_What is expected_: Your output is the line containing "Question. For every instance of the pendant" plus all lines after it to the end of the records, reproduced exactly, with nothing else.

_Records for processing_:
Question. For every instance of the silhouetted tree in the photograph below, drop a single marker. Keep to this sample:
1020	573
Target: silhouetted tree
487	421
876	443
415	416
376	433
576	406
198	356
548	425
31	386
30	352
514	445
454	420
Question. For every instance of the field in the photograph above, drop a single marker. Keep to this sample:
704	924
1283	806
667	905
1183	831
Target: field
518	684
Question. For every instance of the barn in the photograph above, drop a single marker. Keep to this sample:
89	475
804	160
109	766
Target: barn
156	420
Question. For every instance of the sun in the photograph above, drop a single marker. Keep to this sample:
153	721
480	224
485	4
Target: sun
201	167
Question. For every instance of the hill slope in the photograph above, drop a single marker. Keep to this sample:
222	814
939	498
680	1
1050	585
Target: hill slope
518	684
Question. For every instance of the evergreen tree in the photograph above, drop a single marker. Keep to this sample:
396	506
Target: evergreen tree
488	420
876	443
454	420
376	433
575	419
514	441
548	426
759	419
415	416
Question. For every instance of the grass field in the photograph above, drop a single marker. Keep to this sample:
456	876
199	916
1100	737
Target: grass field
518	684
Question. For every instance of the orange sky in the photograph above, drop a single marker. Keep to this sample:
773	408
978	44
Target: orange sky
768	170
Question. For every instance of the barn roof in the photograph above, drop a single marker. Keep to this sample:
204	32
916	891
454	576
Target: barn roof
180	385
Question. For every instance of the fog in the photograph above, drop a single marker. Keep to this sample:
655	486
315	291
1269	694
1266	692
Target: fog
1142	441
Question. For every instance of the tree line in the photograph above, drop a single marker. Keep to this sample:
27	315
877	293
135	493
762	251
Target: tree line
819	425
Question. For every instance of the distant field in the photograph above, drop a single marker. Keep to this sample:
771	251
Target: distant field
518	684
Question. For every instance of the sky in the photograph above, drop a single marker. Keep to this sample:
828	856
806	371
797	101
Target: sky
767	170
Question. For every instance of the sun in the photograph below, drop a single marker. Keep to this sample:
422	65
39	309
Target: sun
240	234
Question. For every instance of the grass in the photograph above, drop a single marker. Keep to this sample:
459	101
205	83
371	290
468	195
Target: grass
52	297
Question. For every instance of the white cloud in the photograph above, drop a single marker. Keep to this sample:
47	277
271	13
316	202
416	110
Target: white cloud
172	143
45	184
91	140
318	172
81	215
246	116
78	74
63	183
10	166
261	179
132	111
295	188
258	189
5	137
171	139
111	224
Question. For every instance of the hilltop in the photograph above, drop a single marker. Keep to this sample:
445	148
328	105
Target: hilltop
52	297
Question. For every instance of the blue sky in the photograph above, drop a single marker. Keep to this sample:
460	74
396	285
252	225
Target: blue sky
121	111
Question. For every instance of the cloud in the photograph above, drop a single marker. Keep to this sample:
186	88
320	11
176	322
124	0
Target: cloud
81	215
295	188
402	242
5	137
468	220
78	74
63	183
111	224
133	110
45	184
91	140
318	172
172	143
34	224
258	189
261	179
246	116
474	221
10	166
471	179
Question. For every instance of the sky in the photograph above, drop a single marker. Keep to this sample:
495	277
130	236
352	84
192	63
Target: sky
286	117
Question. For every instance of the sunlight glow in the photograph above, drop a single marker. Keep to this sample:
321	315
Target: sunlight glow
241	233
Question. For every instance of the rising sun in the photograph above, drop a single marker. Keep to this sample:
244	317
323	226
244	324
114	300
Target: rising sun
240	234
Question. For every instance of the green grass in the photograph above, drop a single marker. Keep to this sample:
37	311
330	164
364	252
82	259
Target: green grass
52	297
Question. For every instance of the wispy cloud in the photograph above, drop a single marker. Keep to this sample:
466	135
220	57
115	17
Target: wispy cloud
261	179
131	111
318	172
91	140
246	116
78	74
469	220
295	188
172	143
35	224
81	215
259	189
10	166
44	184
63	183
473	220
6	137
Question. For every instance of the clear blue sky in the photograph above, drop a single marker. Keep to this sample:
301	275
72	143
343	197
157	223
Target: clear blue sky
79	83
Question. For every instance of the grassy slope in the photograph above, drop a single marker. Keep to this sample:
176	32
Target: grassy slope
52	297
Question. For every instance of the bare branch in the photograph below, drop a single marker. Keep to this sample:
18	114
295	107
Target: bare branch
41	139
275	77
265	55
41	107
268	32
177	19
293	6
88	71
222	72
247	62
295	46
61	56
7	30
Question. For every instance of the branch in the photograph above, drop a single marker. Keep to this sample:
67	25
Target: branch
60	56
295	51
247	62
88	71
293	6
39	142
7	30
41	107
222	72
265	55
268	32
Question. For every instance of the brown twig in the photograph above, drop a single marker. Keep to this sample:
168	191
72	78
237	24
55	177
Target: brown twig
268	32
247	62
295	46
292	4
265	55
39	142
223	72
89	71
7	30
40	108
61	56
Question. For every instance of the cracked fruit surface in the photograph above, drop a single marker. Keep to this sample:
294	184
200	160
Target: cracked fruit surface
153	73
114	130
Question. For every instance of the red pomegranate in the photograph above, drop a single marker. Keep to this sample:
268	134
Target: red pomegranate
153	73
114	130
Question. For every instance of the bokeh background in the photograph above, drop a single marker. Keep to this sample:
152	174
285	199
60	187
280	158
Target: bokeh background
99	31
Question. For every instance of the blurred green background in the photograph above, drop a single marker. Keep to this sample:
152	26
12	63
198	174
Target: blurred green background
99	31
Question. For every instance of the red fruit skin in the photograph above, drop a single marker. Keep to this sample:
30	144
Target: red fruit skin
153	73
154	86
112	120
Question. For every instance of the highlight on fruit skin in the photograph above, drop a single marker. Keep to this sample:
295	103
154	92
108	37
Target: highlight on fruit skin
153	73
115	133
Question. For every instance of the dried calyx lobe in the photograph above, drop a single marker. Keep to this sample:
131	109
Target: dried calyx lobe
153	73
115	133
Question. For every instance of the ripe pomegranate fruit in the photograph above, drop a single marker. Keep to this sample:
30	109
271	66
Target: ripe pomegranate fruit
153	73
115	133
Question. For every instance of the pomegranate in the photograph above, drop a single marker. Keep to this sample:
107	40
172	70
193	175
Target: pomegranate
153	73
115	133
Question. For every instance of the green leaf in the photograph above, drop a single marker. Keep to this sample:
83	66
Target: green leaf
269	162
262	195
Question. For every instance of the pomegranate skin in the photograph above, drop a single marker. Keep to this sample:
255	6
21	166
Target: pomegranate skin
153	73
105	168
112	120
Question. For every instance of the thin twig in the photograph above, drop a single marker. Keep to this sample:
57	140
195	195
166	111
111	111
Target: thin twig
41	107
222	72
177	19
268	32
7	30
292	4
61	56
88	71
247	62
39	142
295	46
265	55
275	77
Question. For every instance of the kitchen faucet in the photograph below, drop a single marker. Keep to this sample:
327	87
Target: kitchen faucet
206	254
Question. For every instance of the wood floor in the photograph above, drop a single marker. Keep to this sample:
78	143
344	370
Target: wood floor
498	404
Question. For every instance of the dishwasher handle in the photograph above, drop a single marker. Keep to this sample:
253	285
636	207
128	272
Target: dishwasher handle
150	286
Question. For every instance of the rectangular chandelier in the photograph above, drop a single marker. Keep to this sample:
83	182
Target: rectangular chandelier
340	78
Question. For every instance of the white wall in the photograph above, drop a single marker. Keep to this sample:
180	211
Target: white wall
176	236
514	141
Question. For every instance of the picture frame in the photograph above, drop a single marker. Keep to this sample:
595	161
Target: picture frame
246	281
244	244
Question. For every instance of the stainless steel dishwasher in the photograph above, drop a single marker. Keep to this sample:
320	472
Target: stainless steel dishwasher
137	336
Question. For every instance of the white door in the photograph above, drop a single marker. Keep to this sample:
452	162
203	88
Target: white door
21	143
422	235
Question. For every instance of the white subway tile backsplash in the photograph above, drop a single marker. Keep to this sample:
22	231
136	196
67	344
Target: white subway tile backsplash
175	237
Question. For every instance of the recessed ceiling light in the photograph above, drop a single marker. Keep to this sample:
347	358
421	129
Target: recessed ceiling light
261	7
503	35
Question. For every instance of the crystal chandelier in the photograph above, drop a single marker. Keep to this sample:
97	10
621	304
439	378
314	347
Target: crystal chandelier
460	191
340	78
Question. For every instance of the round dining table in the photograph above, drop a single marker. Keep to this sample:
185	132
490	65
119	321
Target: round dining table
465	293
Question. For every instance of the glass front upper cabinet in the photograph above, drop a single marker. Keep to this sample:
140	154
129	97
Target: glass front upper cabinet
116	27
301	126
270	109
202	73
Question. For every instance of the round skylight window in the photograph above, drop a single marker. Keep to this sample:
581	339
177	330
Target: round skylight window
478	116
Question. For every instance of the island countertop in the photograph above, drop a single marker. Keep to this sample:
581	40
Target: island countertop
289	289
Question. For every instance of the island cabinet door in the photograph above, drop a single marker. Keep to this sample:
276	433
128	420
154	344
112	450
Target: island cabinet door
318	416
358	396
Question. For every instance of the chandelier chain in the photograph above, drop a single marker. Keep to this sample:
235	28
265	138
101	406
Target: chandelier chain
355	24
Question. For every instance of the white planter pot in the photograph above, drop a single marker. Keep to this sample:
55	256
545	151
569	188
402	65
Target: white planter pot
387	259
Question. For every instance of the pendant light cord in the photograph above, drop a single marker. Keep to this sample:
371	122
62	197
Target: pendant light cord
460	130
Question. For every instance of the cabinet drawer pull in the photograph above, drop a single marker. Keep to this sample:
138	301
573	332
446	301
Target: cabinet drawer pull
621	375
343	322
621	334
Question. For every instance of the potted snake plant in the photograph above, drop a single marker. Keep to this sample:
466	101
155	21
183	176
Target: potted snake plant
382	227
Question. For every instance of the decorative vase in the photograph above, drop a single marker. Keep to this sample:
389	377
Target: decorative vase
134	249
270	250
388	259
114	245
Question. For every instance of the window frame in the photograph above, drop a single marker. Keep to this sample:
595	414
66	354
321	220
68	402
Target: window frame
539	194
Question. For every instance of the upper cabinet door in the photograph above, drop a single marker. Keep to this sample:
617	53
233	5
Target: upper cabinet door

_Final answer_:
Question. For every instance of the pendant light cord in the photograph above, drop a single marker. Keep to this sample:
371	122
62	197
Target: pendant light cord
460	130
Question. For every instance of the cabinet drawer pull in the photograph above, drop a single marker. Keep to this sample:
138	301
573	332
446	301
Target: cabinet drawer pull
621	375
343	322
621	334
Question. For every instance of the potted snake plant in the photograph above, drop a single marker. Keep to this sample:
466	101
155	21
183	176
Target: potted snake plant
382	227
Question. For every instance of the decorative vase in the photograph above, drop a single marker. Keep to this sample:
389	377
Target: decorative vase
134	249
270	250
388	259
114	245
Question. For every instance of the window frame in the photograph above, drop a single marker. Keep to this sample:
595	414
66	354
321	220
68	402
Target: window frame
539	194
Question. For every instance of the upper cabinet door in the photograph above, drop a single marker. Keep to this sample:
617	53
233	5
Target: upper cabinet door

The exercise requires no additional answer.